Task statement:
Answer these questions using the lecture goals.
1. Which sections are assigned as preparatory reading for the lecture on OS structure and processes?
2. With which model does the filesystem introduction conclude?
3. What is named as an example when the system calls lecture discusses the directionality of passing information?

Text block:
======

Lecture Goals


OS Structure & Processes

Understand how the OS is structured, and introduce the idea of a process.  Understand the difference between users, programs, and processes. Cover the distinction between kernel space and user-space/user-level.  Discuss how memory and address space is divided/shared, and discuss separation of stacks, etc.
Preparatory reading: Sec 1.0, 1.1, 1.2, 1.3
 

System calls & Libraries

Introduce the concept of a system call and show some examples. Cover the concept of protection, and how system calls provide protection. Discuss the separation of concerns between the system and libraries, the resulting design and performance implications. Discuss some of the philosophy behind how different systems address these ideas. Discuss the directionality of passing information, including signals.
Preparatory reading: Sec 1.4, 1.5
 

Filesystem Introduction

Learn the basics of the filesystem - file organization,  structured versus unstructured files, various historical approaches to files. Conclude with the "stream of bytes" model. Discuss some of the ways files are accessed by applications, and the difference between files and file descriptors. Explain file tables, per-process and global.

======

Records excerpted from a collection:
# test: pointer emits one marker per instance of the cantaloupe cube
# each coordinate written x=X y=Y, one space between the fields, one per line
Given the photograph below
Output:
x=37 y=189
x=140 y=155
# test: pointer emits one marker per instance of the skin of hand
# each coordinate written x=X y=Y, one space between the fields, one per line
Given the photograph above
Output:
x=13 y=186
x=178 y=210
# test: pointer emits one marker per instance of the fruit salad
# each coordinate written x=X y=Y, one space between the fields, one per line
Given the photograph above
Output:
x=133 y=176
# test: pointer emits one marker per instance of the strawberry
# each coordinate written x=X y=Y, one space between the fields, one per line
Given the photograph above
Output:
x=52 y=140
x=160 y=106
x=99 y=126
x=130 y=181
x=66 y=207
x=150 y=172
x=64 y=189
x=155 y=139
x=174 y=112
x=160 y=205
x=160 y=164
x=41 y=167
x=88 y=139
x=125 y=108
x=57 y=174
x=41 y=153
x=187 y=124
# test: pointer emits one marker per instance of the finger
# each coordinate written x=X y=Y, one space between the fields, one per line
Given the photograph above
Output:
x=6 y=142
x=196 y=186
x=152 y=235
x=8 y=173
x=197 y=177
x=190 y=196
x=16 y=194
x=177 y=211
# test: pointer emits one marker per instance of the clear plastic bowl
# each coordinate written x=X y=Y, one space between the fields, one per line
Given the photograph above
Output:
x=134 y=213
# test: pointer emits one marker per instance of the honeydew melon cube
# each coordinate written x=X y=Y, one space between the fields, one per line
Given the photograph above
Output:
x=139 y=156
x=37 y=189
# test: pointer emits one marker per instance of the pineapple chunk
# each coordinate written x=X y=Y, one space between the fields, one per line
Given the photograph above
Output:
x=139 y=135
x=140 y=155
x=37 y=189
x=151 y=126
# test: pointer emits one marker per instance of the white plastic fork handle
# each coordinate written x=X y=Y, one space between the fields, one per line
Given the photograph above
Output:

======

Solution below:
1. Sec 1.0, 1.1, 1.2, and 1.3
2. The "stream of bytes" model
3. Signals